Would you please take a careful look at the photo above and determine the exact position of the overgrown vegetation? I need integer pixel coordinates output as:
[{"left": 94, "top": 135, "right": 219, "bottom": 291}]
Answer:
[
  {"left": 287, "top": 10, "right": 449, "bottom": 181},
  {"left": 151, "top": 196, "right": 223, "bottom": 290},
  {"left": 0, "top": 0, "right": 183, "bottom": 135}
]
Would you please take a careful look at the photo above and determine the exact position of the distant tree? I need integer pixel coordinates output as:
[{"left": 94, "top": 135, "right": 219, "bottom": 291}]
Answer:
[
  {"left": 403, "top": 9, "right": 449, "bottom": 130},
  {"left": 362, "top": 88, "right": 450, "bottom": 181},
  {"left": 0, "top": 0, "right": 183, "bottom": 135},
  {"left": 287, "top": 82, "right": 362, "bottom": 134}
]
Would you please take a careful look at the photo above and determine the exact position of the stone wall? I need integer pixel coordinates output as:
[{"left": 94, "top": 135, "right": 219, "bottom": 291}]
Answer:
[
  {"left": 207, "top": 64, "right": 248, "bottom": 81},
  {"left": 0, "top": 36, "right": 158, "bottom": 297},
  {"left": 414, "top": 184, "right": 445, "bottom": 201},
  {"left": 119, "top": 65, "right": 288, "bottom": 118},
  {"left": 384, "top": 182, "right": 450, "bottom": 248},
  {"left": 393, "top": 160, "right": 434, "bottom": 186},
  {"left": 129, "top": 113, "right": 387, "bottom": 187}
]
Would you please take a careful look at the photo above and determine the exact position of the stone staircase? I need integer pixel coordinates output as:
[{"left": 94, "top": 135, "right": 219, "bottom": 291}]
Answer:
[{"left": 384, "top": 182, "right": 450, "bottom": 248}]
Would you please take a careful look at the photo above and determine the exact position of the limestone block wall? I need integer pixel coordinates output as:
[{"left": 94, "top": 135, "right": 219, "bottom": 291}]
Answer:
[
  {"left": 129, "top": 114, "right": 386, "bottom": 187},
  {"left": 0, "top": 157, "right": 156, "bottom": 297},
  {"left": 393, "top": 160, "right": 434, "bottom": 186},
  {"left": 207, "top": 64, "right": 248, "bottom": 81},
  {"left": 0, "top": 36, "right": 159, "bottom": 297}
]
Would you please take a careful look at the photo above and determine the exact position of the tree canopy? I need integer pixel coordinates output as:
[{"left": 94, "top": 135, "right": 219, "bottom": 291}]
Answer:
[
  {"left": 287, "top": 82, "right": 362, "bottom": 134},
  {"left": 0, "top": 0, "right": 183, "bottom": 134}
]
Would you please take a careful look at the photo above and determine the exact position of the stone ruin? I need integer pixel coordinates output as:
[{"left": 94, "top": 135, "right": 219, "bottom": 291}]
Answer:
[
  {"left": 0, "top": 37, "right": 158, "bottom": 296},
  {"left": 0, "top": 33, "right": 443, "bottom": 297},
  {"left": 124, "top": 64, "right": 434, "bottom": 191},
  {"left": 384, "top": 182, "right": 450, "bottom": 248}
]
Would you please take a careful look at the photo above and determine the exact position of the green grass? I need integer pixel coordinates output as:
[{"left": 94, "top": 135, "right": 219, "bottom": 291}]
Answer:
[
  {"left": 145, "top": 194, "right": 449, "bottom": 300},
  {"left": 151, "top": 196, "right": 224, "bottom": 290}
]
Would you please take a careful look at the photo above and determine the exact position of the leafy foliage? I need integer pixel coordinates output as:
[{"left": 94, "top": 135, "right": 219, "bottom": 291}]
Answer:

========================================================================

• Task objective:
Transcribe each entry exactly.

• Written solution:
Would you please take a careful look at the photo above and determine the exact position of the overgrown vegetation? I need integer pixel coordinates output as:
[{"left": 94, "top": 135, "right": 219, "bottom": 291}]
Answer:
[
  {"left": 287, "top": 10, "right": 449, "bottom": 181},
  {"left": 151, "top": 196, "right": 223, "bottom": 290},
  {"left": 0, "top": 0, "right": 183, "bottom": 135}
]
Would you please take a careful look at the photo above and determine the exact position of the distant tree? I need integer pixel coordinates output as:
[{"left": 94, "top": 135, "right": 219, "bottom": 291}]
Answer:
[
  {"left": 403, "top": 9, "right": 449, "bottom": 130},
  {"left": 362, "top": 88, "right": 450, "bottom": 181},
  {"left": 0, "top": 0, "right": 183, "bottom": 135},
  {"left": 287, "top": 82, "right": 362, "bottom": 134}
]
Would you please take a careful look at the photo above and determine the exact position of the stone wall? I need integer pixel coordinates output as:
[{"left": 94, "top": 135, "right": 219, "bottom": 291}]
Answer:
[
  {"left": 207, "top": 64, "right": 248, "bottom": 81},
  {"left": 0, "top": 36, "right": 158, "bottom": 297},
  {"left": 414, "top": 184, "right": 445, "bottom": 201},
  {"left": 119, "top": 65, "right": 288, "bottom": 118},
  {"left": 384, "top": 182, "right": 450, "bottom": 248},
  {"left": 393, "top": 160, "right": 434, "bottom": 186},
  {"left": 129, "top": 113, "right": 387, "bottom": 187}
]
Would you please take a careful look at the photo above and determine the exact position of the stone staircase? I need integer pixel coordinates output as:
[{"left": 94, "top": 135, "right": 219, "bottom": 291}]
Answer:
[{"left": 384, "top": 182, "right": 450, "bottom": 248}]
Would you please take a careful look at the photo above and determine the exact position of the limestone block wall? I need integer pixel coordinates output as:
[{"left": 94, "top": 135, "right": 219, "bottom": 291}]
Answer:
[
  {"left": 129, "top": 114, "right": 386, "bottom": 187},
  {"left": 0, "top": 157, "right": 156, "bottom": 297},
  {"left": 393, "top": 160, "right": 434, "bottom": 186},
  {"left": 207, "top": 64, "right": 248, "bottom": 81},
  {"left": 0, "top": 36, "right": 159, "bottom": 297}
]
Would you please take a careful look at the photo above and determine the exact position of the tree canopy? I need integer pixel coordinates output as:
[{"left": 94, "top": 135, "right": 219, "bottom": 291}]
Answer:
[
  {"left": 287, "top": 82, "right": 362, "bottom": 134},
  {"left": 0, "top": 0, "right": 183, "bottom": 134}
]
Would you please take a careful look at the photo above and determine the exact position of the stone ruin? I need integer pixel coordinates output as:
[{"left": 94, "top": 135, "right": 219, "bottom": 291}]
Answer:
[
  {"left": 0, "top": 37, "right": 158, "bottom": 296},
  {"left": 0, "top": 33, "right": 443, "bottom": 297},
  {"left": 124, "top": 64, "right": 434, "bottom": 191},
  {"left": 384, "top": 182, "right": 450, "bottom": 248}
]
Would you please take a careful look at the photo above and determine the exact position of the green grass? I need integer pixel coordinates output as:
[{"left": 94, "top": 135, "right": 219, "bottom": 291}]
Answer:
[
  {"left": 145, "top": 194, "right": 449, "bottom": 300},
  {"left": 151, "top": 196, "right": 224, "bottom": 290}
]
Would you please take a careful look at the photo above and determine the exact position of the leafy foliage? I need integer pixel coordinates output as:
[{"left": 94, "top": 135, "right": 219, "bottom": 291}]
Answer:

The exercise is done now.